*Task directions*:
Collect every line of the material below that contains the word "foliage". Case counts.

=== Exercise material ===

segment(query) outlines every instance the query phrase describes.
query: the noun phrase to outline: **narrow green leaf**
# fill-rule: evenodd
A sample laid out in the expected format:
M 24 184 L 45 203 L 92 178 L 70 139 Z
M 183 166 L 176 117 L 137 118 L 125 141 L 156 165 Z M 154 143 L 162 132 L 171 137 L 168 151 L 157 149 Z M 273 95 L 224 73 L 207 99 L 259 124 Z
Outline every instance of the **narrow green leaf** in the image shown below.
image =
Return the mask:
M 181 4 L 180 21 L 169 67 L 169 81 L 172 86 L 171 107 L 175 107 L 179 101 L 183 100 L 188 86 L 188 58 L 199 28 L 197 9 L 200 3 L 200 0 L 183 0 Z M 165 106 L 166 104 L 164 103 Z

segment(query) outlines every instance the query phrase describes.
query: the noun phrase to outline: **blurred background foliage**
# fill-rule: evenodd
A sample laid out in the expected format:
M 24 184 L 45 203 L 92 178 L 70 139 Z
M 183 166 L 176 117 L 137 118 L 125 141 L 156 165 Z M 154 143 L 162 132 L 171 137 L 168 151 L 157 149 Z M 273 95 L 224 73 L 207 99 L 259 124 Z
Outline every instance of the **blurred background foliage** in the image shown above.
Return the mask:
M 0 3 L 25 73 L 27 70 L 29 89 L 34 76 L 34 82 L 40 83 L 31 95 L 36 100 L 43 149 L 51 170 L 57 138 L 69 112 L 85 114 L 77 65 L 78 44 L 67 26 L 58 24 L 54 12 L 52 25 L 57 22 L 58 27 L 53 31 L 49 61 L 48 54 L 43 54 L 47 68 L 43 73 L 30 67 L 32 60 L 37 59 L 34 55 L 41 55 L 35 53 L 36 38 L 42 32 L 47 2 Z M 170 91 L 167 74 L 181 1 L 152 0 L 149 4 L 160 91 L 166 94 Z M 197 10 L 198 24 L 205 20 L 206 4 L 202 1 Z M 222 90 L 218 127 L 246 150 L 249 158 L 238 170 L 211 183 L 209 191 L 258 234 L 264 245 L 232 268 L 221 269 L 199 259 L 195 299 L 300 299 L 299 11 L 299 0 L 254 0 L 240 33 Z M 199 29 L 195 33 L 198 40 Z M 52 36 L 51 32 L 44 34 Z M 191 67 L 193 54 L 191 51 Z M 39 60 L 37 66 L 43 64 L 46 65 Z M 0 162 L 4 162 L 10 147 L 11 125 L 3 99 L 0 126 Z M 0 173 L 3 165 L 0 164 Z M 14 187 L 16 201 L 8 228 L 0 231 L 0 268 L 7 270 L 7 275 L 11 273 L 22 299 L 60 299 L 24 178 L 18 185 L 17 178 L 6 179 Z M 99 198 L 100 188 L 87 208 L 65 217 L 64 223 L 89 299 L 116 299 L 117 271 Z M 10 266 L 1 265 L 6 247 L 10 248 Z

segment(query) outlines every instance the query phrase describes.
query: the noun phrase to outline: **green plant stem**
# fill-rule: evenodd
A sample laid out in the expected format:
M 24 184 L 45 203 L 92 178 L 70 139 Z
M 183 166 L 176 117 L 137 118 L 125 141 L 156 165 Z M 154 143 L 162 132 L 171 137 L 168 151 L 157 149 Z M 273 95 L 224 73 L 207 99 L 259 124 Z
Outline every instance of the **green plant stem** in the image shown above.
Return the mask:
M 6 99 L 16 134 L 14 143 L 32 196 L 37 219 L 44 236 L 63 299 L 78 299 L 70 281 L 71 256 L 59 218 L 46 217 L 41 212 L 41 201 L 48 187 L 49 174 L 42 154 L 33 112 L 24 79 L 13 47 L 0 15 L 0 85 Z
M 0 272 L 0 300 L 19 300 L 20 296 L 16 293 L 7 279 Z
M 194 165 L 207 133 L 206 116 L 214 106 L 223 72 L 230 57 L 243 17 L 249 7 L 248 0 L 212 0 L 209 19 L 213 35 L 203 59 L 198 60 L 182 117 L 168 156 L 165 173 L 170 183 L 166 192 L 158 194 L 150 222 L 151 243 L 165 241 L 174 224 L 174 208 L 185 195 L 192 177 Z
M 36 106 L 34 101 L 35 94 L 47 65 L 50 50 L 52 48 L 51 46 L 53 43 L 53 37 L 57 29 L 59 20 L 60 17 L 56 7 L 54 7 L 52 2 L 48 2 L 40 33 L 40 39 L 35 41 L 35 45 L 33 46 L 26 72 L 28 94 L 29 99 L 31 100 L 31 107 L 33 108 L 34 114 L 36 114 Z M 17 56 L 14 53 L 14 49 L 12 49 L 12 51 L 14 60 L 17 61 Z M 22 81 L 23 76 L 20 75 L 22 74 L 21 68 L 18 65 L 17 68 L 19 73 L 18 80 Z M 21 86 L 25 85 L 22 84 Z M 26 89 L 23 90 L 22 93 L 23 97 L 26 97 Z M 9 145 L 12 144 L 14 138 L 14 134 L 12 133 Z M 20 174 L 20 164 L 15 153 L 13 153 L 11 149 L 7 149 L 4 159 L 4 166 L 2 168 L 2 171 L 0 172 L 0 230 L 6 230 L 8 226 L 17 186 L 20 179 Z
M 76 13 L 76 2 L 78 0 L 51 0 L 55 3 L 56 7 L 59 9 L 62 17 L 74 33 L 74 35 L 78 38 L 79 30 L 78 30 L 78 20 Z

===

*Answer to the exercise*:
query: the noun phrase to outline: **blurred background foliage**
Outline every instance of the **blurred background foliage** in the image shown above.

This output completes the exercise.